* START Document segment *

In Chekhov and Our Age: Responses to Chekhov by American Writers and Scholars, the editor, James McConkey, has published a series of lectures in conjunction with the Chekhov and Contemporary Writing Festival held at Cornell University during the academic year 1977-1978. In this series, McConkey sought to have American scholars and writers address Chekhov in relation to their own work, American literature, and/or the present world—in itself, an interesting and potentially fruitful idea. McConkey's choice of topics and speakers is also quite good. Such scholars as the late Rufus W. Mathewson, Jr., Simon Karlinsky, and Ralph Lindheim, and such writers as the late John Cheever and George P. Elliott, as well as Walker Percy, Harold Brodkey, Denise Levertov, Hollis Summers, Howard Moss, and Eudora Welty reflect upon three broad areas: A Bridge between Chekhov and Present-Day Writers; The Importance of Chekhov in Our Time; and Studies of Specific Works (Three Sisters and an early, neglected story, "The Neighbors"). At last, one initially thinks, the thorny questions of Chekhov's place in Russian and European literature, his "modern" tendencies, his "impressionism," and his impact on twentieth-century writers will receive the attention they have long been denied but so richly deserve.

Sadly, these expectations are unfulfilled. Repeatedly, scholars and writers contend that Chekhov did something "new" or "revolutionary" in fiction; but, rather than pinpoint where his innovations lay, they opt for scattered comments, ongoing metaphors, purple prose, and "dramatic reading"—plot summaries, all of which might be fine for a cold night in Ithaca, but, as concerns Chekhov, add little' that is not known or might not be easily surmised.

* END Document segment *
* START Provided data *

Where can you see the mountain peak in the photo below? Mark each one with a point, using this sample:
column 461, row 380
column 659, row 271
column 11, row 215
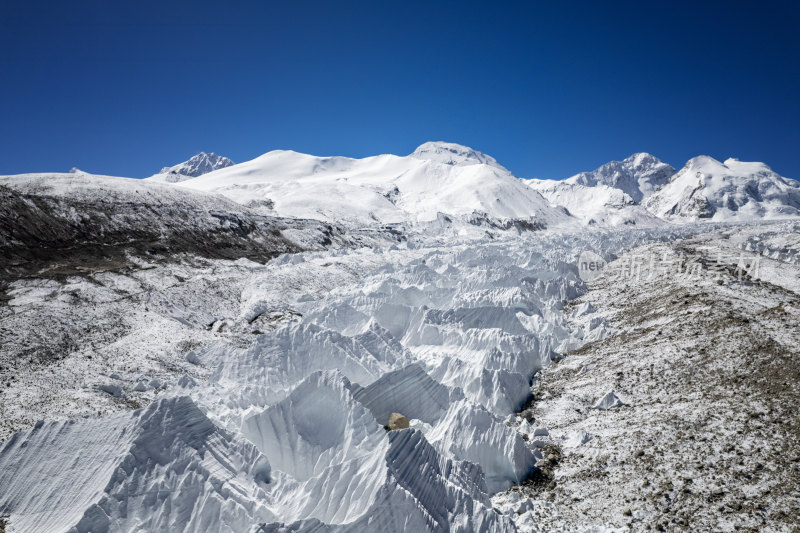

* END Provided data *

Exercise objective ▸ Can you copy out the review of *Chekhov and Our Age* above, word for word and in full?

Task response ▸
In Chekhov and Our Age: Responses to Chekhov by American Writers and Scholars, the editor, James McConkey, has published a series of lectures in conjunction with the Chekhov and Contemporary Writing Festival held at Cornell University during the academic year 1977-1978. In this series, McConkey sought to have American scholars and writers address Chekhov in relation to their own work, American literature, and/or the present world—in itself, an interesting and potentially fruitful idea. McConkey's choice of topics and speakers is also quite good. Such scholars as the late Rufus W. Mathewson, Jr., Simon Karlinsky, and Ralph Lindheim, and such writers as the late John Cheever and George P. Elliott, as well as Walker Percy, Harold Brodkey, Denise Levertov, Hollis Summers, Howard Moss, and Eudora Welty reflect upon three broad areas: A Bridge between Chekhov and Present-Day Writers; The Importance of Chekhov in Our Time; and Studies of Specific Works (Three Sisters and an early, neglected story, "The Neighbors"). At last, one initially thinks, the thorny questions of Chekhov's place in Russian and European literature, his "modern" tendencies, his "impressionism," and his impact on twentieth-century writers will receive the attention they have long been denied but so richly deserve.

Sadly, these expectations are unfulfilled. Repeatedly, scholars and writers contend that Chekhov did something "new" or "revolutionary" in fiction; but, rather than pinpoint where his innovations lay, they opt for scattered comments, ongoing metaphors, purple prose, and "dramatic reading"—plot summaries, all of which might be fine for a cold night in Ithaca, but, as concerns Chekhov, add little' that is not known or might not be easily surmised.